José Miguel Gómez: ¿la restauración?*

Momento de la inauguración del Monumento a José Miguel Gómez., 1936 (Fragmento de la foto original)

 

Por Arturo Arango

 

Quiero dejar ante todo constancia de mi respeto ante la obra magnífica que está cumpliendo la Oficina del Historiador de la Ciudad, dirigida por Eusebio Leal, en la salvación, más que restauración, de La Habana. Si escribo estas cuartillas sobre la restitución de la estatua de José Miguel Gómez al monumento que corona la calle G, es porque estoy convencido de que ese acto implica ideas que necesitan la prueba del debate.

 

¿Qué significa esa restitución? es la pregunta que me repito desde que ayer (literalmente ayer, 22 de junio de 1999) vi por primera vez en bronce la figura del segundo presidente de la República. Doy por descontado que no se trata de salvar una pieza valiosa de la monumentaria cubana: desde su construcción hasta hoy, esta obra de Giovanni Niccolini no ha merecido más que denuestos, y la estatua añade nada, en sentido alguno, a su desvalorización.

Una ciudad, se sabe, es un cuerpo mutante, y sus transformaciones suelen relacionarse con los avatares de la historia.

El Monumento a José Miguel Gómez. Vista contemporánea. Foto: Julio César Guanche

Desconozco las circunstancias precisas que condujeron a la supresión de José Miguel Gómez, y que dejaron de don Tomás Estrada Palma sólo los zapatones sobre el pedestal. Conozco muy bien, en cambio, las circunstancias generales, y sé que un monumento es ante todo un símbolo, y casi siempre expresa un poder.

■ Información extraída ■
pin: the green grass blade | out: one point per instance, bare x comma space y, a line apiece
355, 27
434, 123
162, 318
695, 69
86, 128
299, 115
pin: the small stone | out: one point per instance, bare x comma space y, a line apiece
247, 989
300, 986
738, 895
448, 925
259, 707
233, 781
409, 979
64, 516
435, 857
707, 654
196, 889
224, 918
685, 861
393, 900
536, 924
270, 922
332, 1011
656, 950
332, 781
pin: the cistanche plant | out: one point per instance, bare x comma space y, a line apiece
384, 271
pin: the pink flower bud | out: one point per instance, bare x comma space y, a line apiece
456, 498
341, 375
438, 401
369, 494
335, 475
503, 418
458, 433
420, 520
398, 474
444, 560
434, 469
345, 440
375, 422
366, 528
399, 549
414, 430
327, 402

■ Qué harás ■
**1.** Resume en dos oraciones el texto sobre el monumento a José Miguel Gómez.
**2.** Devuelve sin ningún cambio el fragmento del texto sobre el monumento a José Miguel Gómez que va desde "Una ciudad, se" hasta "expresa un poder.".
**3.** Retoma el texto sobre el monumento a José Miguel Gómez y continúalo a partir de su última oración.

■ Respuestas a tareas ■
**1.** Arturo Arango deja constancia de su respeto por la labor de la Oficina del Historiador de la Ciudad, dirigida por Eusebio Leal, pero escribe sobre la restitución de la estatua de José Miguel Gómez al monumento de la calle G porque está convencido de que ese acto implica ideas que necesitan debatirse. Se pregunta qué significa esa restitución, descarta que se trate de salvar una pieza valiosa, ya que la obra de Giovanni Niccolini no ha merecido más que denuestos, y afirma que un monumento es ante todo un símbolo y casi siempre expresa un poder.

**2.**
Una ciudad, se sabe, es un cuerpo mutante, y sus transformaciones suelen relacionarse con los avatares de la historia.

El Monumento a José Miguel Gómez. Vista contemporánea. Foto: Julio César Guanche

Desconozco las circunstancias precisas que condujeron a la supresión de José Miguel Gómez, y que dejaron de don Tomás Estrada Palma sólo los zapatones sobre el pedestal. Conozco muy bien, en cambio, las circunstancias generales, y sé que un monumento es ante todo un símbolo, y casi siempre expresa un poder.

**3.**
Tal vez al derribar esas estatuas se cometieron excesos, pero esos excesos constituyeron otro símbolo, implícito, por tanto, en la misma ausencia que crearon: el del poder revolucionario que se imponía, que derribaba al poder de la neocolonia, con todas sus implicaciones (como derribó también, y esas imágenes son mejor conocidas, el águila del Maine).

El monumento a José MIguel Gómez, 1936. Foto de Archivo de la Secretaría de Obras Públicas

Quiérase o no, la historia también crea sus símbolos: el Maine lo es de la penetración norteamericana en nuestros asuntos internos; Estrada Palma, que dejó intacto el Tesoro Público, fue, según la imprescindible Cuba en la mano (de 1940), “un decidido sostenedor de la idea de la mediatización yanqui en la gobernación republicana”, y José Miguel Gómez, el Tiburón, según la misma fuente, dio “comienzo [al] derroche y [con él] toma carta de naturaleza cubana ´la botella´”.

El pedazo de bronce que ha vuelto a levantarse en la calle G no es un adorno vacío de sentidos, como tampoco lo era su ausencia.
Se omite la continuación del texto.